- Exercise: Where the line containing "Can you find the grey" appears in the entries below, begin there and output every line through the last, exactly, minus the pictures.

- Image point grounding data:
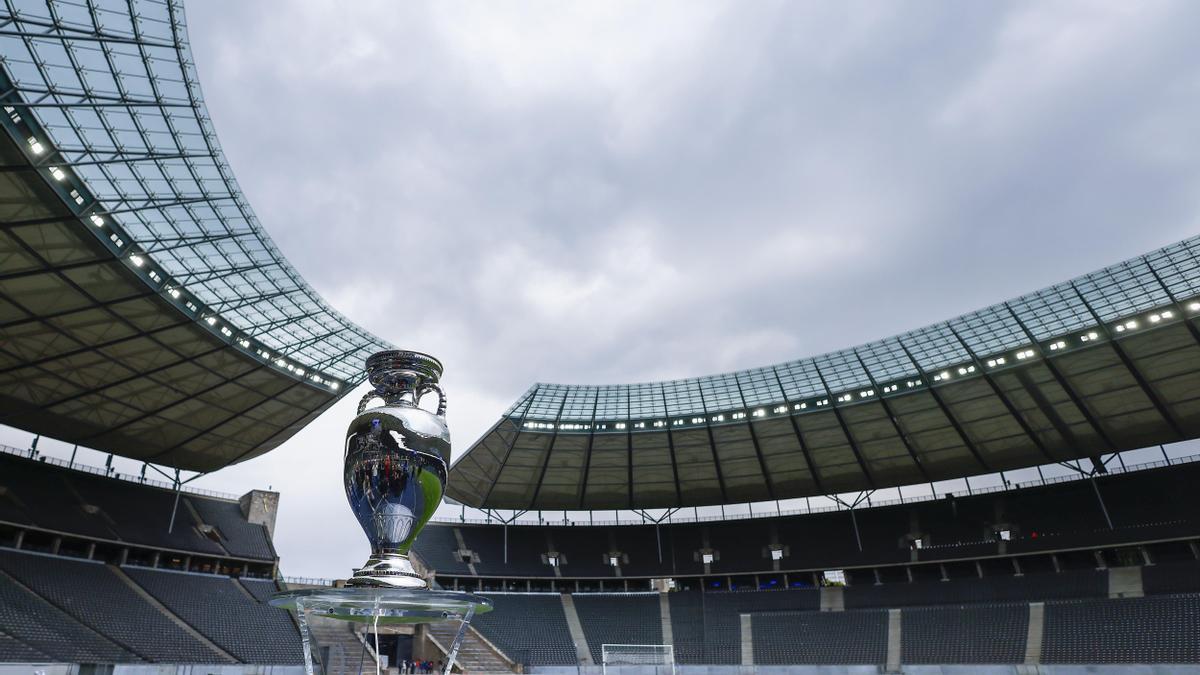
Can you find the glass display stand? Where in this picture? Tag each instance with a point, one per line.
(382, 605)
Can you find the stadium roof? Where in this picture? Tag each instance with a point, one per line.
(144, 309)
(1107, 362)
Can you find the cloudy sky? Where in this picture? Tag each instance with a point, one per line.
(628, 191)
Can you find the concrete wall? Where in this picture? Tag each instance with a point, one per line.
(261, 508)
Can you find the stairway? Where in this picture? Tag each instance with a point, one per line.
(339, 647)
(474, 656)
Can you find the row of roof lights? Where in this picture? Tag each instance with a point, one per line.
(142, 261)
(849, 396)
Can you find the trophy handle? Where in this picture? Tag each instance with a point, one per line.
(442, 398)
(366, 399)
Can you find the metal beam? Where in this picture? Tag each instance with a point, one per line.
(892, 418)
(712, 444)
(1129, 365)
(1000, 394)
(754, 440)
(1062, 382)
(946, 410)
(796, 429)
(508, 451)
(845, 429)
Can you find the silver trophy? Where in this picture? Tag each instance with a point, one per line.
(396, 464)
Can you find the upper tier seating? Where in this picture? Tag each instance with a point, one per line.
(1067, 584)
(529, 628)
(991, 633)
(1171, 578)
(1151, 629)
(783, 638)
(96, 596)
(41, 495)
(1147, 505)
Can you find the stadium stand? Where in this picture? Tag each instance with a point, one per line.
(42, 496)
(990, 633)
(529, 628)
(82, 589)
(618, 620)
(1150, 505)
(785, 638)
(1171, 578)
(1152, 629)
(227, 614)
(1068, 584)
(30, 621)
(96, 596)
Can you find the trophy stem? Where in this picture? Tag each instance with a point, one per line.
(388, 569)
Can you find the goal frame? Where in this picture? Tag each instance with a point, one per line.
(666, 651)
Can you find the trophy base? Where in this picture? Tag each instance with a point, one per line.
(381, 607)
(388, 571)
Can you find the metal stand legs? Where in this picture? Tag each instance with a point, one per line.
(305, 638)
(457, 640)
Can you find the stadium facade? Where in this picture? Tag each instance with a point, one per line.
(145, 310)
(1099, 364)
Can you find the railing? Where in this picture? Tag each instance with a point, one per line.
(309, 581)
(835, 507)
(115, 475)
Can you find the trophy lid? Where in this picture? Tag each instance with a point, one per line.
(399, 369)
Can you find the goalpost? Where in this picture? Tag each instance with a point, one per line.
(661, 657)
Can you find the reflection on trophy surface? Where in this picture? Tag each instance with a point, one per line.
(396, 464)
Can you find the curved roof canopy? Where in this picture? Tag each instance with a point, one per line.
(143, 309)
(1102, 363)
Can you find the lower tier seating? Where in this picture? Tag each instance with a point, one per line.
(226, 613)
(97, 597)
(1151, 629)
(964, 633)
(529, 628)
(786, 638)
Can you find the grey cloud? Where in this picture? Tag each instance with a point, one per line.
(622, 192)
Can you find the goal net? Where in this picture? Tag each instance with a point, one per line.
(616, 657)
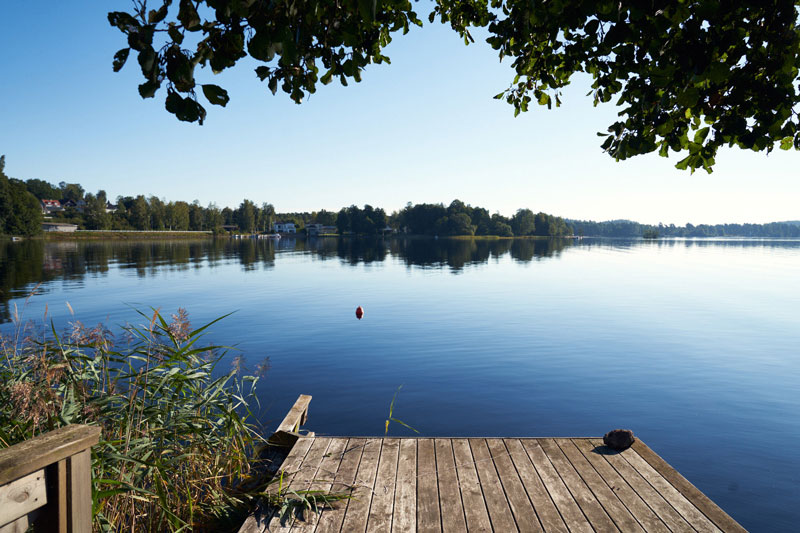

- Reply:
Can you find the grey cloud? Where in this picture? Tag each instance with a point, one per line.
(622, 192)
Can you find the goal net? Where in this picture? Tag each instance with a point, one per line.
(616, 657)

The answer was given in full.